_Instruction_
Your task is to output all the records below, word for word.

======== Materials provided

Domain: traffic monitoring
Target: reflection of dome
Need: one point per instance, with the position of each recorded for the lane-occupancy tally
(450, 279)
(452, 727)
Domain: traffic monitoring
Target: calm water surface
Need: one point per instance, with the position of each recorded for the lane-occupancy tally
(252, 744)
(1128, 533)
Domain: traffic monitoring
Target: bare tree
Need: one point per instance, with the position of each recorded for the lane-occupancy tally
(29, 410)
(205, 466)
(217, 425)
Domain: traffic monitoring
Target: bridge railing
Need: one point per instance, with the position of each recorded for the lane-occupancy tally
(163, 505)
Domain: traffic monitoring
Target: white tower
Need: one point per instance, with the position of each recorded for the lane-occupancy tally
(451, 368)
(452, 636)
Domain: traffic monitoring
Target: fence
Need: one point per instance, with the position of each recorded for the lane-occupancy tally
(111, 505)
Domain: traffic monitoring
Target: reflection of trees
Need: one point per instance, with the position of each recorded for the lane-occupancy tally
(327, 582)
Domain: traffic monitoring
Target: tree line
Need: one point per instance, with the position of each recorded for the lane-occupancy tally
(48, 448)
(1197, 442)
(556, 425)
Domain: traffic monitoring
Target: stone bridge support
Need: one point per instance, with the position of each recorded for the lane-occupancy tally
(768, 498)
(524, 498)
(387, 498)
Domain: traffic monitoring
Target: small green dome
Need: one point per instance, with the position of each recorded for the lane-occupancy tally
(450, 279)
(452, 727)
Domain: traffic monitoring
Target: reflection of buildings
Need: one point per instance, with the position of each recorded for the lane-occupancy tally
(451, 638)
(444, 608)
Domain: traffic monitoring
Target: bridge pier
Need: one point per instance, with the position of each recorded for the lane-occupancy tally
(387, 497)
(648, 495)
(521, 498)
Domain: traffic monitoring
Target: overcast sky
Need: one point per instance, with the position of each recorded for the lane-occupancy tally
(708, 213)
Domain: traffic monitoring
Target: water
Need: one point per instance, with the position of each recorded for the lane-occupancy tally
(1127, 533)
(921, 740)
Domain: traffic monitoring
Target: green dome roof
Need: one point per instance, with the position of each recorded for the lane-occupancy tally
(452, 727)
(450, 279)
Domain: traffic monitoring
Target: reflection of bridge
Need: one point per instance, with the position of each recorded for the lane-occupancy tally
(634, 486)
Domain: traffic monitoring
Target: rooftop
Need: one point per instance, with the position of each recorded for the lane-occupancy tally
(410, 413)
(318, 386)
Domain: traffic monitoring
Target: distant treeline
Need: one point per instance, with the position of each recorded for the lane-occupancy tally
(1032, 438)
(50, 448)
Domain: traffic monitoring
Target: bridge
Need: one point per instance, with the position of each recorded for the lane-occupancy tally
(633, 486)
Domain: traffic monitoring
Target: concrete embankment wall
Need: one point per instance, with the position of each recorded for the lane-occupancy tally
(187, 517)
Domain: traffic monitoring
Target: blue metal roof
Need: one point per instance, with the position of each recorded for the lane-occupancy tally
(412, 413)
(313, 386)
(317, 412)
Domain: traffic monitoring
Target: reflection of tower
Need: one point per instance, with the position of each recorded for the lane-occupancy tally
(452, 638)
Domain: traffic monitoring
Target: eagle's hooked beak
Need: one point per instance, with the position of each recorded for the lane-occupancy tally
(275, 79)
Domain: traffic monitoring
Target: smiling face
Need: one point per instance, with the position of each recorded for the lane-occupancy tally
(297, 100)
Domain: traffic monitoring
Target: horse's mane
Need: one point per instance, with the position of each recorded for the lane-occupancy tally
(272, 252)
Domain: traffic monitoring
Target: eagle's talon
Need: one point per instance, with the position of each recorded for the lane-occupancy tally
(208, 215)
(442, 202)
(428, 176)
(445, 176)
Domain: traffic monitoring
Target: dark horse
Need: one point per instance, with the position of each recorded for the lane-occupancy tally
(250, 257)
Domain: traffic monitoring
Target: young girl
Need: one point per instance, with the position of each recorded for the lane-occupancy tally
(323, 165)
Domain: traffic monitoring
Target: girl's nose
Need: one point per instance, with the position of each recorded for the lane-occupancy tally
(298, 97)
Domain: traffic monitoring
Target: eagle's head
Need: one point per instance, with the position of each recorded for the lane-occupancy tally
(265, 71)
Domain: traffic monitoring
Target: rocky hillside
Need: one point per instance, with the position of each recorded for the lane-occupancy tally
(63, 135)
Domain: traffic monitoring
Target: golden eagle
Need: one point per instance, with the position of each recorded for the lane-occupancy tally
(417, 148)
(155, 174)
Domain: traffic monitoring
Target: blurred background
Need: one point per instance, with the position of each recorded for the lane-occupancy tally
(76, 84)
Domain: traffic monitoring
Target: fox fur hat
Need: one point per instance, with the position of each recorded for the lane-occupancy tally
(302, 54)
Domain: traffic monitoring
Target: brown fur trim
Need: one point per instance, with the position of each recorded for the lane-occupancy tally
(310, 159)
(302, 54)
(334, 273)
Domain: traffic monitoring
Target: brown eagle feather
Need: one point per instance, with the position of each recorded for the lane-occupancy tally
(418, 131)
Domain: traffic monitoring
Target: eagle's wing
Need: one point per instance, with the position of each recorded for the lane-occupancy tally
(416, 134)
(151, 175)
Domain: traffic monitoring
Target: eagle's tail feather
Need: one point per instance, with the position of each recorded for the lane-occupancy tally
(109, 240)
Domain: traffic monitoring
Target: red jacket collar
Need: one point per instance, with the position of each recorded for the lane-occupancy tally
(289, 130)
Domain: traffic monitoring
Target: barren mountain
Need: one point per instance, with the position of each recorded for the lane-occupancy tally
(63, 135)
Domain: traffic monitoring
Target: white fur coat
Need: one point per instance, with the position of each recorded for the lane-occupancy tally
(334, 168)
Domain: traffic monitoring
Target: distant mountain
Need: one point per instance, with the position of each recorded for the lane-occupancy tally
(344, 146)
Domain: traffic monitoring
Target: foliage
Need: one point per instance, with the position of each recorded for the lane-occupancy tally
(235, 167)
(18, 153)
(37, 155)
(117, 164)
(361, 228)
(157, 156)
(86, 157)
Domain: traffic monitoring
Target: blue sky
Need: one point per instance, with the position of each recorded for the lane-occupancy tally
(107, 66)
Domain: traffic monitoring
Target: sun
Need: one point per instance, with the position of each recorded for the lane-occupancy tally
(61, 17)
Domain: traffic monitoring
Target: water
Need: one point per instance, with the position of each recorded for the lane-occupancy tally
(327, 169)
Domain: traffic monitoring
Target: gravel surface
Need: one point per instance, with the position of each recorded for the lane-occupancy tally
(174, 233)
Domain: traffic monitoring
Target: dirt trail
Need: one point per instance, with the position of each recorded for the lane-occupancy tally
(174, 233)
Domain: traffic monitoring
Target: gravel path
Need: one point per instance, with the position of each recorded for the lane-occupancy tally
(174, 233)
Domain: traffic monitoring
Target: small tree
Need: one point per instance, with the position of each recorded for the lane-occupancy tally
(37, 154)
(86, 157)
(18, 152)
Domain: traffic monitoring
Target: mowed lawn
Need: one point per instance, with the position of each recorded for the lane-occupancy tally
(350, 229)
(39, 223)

================

_Finished answer_
Domain: traffic monitoring
Target: reflection of dome
Need: one point per instance, with the position of each recorded for the lane-occupancy tally
(450, 279)
(452, 727)
Domain: traffic monitoring
Target: calm water surface
Need: one point per instance, with the position of each recorded for the lane-occupancy tally
(252, 744)
(1128, 533)
Domain: traffic monitoring
Target: bare tree
Need: one point per instance, with the position of each recorded for the lane-occupancy tally
(29, 410)
(205, 466)
(217, 425)
Domain: traffic monitoring
Target: bridge railing
Need: one point per instance, with the position of each recorded for the lane-occupancy tally
(163, 505)
Domain: traffic monitoring
Target: white tower
Need: one point per instance, with the position of each recorded for the lane-occupancy tally
(451, 368)
(452, 636)
Domain: traffic monitoring
Target: fence
Need: one point per instance, with the position of each recorded for the lane-occupancy tally
(111, 505)
Domain: traffic monitoring
Target: reflection of trees
Need: one point per instance, with the position of each recorded for the lane-occupancy tally
(327, 582)
Domain: traffic monitoring
Target: tree line
Need: one point per instance, with the position of each recorded for the lane-occupancy tally
(48, 448)
(1197, 442)
(556, 425)
Domain: traffic monitoring
Target: stone bridge support
Need: one point per instance, with the position of each recorded for the lane-occupancy tally
(768, 498)
(524, 498)
(387, 498)
Domain: traffic monitoring
Target: small green dome
Need: one point per instance, with the position of each recorded for the lane-occupancy tally
(450, 279)
(452, 727)
Domain: traffic monitoring
Target: reflection of buildings
Need: one point per instance, with the position of each recorded for the lane-occupancy tally
(451, 638)
(444, 608)
Domain: traffic monitoring
Target: bridge pier
Need: one point per instance, with the position of each recorded for the lane-occupancy tally
(387, 497)
(648, 495)
(521, 498)
Domain: traffic monitoring
Target: overcast sky
Need: one point per instance, with the position of each recorded for the lane-occupancy tally
(708, 213)
Domain: traffic monitoring
Target: water
Need: one point per instance, with the position of each recorded for the lane-occupancy tally
(1127, 533)
(921, 740)
Domain: traffic monitoring
Target: green dome roof
Need: one point per instance, with the position of each recorded for the lane-occupancy tally
(452, 727)
(450, 279)
Domain: traffic monitoring
Target: reflection of bridge
Need: one point per instance, with the position of each recorded for the lane-occupancy tally
(634, 486)
Domain: traffic monitoring
Target: rooftop
Need: one point per instance, with the position of each recorded for the lane-occupancy tally
(410, 413)
(318, 386)
Domain: traffic monitoring
Target: distant treeline
Need: one point per instance, with the position of each recorded for the lane-occupancy tally
(1032, 438)
(50, 448)
Domain: traffic monitoring
Target: bridge
Need: one point per instance, with the position of each recorded for the lane-occupancy tally
(633, 486)
Domain: traffic monitoring
Target: concrete embankment wall
Need: one point per instance, with the position of each recorded for the lane-occupancy tally
(187, 517)
Domain: traffic monitoring
Target: blue metal roof
Need: one point per instance, with the position of each recorded for the lane-occupancy tally
(412, 413)
(313, 386)
(317, 412)
Domain: traffic monitoring
Target: reflection of tower
Need: one point per instance, with the position of each recorded for the lane-occupancy tally
(452, 638)
Domain: traffic monitoring
Target: eagle's hooked beak
Need: one point per instance, with the position of each recorded for the lane-occupancy tally
(275, 79)
Domain: traffic monitoring
Target: smiling face
Need: one point per instance, with the position of each recorded for the lane-occupancy tally
(297, 100)
Domain: traffic monitoring
Target: horse's mane
Need: one point per instance, with the position of each recorded for the lane-occupancy tally
(272, 252)
Domain: traffic monitoring
Target: eagle's talon
Need: one point per instance, with the position of each recorded for the lane-occupancy tally
(208, 215)
(442, 202)
(428, 176)
(445, 176)
Domain: traffic monitoring
Target: dark horse
Need: one point per instance, with the position of each recorded for the lane-occupancy tally
(250, 257)
Domain: traffic monitoring
Target: young girl
Need: one point per instance, with the position of each recorded for the lane-occupancy tally
(323, 165)
Domain: traffic monitoring
Target: girl's nose
Need: one point per instance, with the position of each recorded for the lane-occupancy tally
(298, 97)
Domain: traffic monitoring
Target: eagle's head
Need: one point per instance, with the position of each recorded for the lane-occupancy tally
(265, 71)
Domain: traffic monitoring
Target: rocky hillside
Need: one point per instance, with the position of each recorded for the lane-occupancy tally
(63, 135)
Domain: traffic monitoring
Target: golden eagle
Need: one point per instance, with the position of each recorded for the lane-occupancy tally
(417, 148)
(155, 174)
Domain: traffic monitoring
Target: blurred background
Need: one point per instance, with the position of each recorded for the lane-occupancy tally
(76, 84)
Domain: traffic monitoring
Target: fox fur hat
Need: one point per instance, with the position of each recorded for the lane-occupancy tally
(302, 54)
Domain: traffic monitoring
Target: brown fur trim
Need: one point per instance, with the position of each recorded for the lane-occupancy tally
(310, 159)
(302, 54)
(334, 273)
Domain: traffic monitoring
Target: brown eagle feather
Need: one point per instance, with the position of each recorded for the lane-occupancy tally
(418, 131)
Domain: traffic monitoring
Target: eagle's wing
Need: one point per instance, with the position of each recorded for the lane-occupancy tally
(416, 134)
(151, 175)
Domain: traffic monitoring
Target: eagle's tail feather
Need: one point per instance, with the position of each recorded for the lane-occupancy tally
(109, 240)
Domain: traffic monitoring
Target: red jacket collar
Need: one point per instance, with the position of each recorded for the lane-occupancy tally
(289, 130)
Domain: traffic monitoring
Target: barren mountain
Need: one point per instance, with the position of each recorded for the lane-occupancy tally
(63, 135)
Domain: traffic monitoring
Target: white fur coat
Need: one point per instance, with the position of each recorded for the lane-occupancy tally
(334, 168)
Domain: traffic monitoring
Target: distant mountain
Need: one point per instance, with the position of each recorded for the lane-occupancy tally
(344, 146)
Domain: traffic monitoring
Target: foliage
Need: one point per instance, with the position of each recorded for the lane-occupancy tally
(235, 167)
(18, 153)
(37, 155)
(117, 164)
(361, 228)
(157, 156)
(86, 157)
Domain: traffic monitoring
Target: blue sky
Need: one point per instance, with the position of each recorded for the lane-occupancy tally
(107, 66)
Domain: traffic monitoring
Target: sun
Need: one point per instance, with the position of each recorded for the lane-occupancy tally
(61, 17)
Domain: traffic monitoring
Target: water
Need: one point per instance, with the position of each recorded for the lane-occupancy tally
(327, 169)
Domain: traffic monitoring
Target: gravel surface
Need: one point per instance, with the position of each recorded for the lane-occupancy tally
(174, 233)
Domain: traffic monitoring
Target: dirt trail
Need: one point per instance, with the position of each recorded for the lane-occupancy tally
(174, 233)
Domain: traffic monitoring
Target: gravel path
Need: one point per instance, with the position of each recorded for the lane-occupancy tally
(174, 233)
Domain: traffic monitoring
Target: small tree
Need: one point per instance, with the position of each recorded for the lane-occupancy tally
(37, 154)
(86, 157)
(18, 152)
Domain: traffic monitoring
Target: mowed lawn
Need: one point per instance, with the position of each recorded for the lane-occupancy tally
(350, 229)
(39, 223)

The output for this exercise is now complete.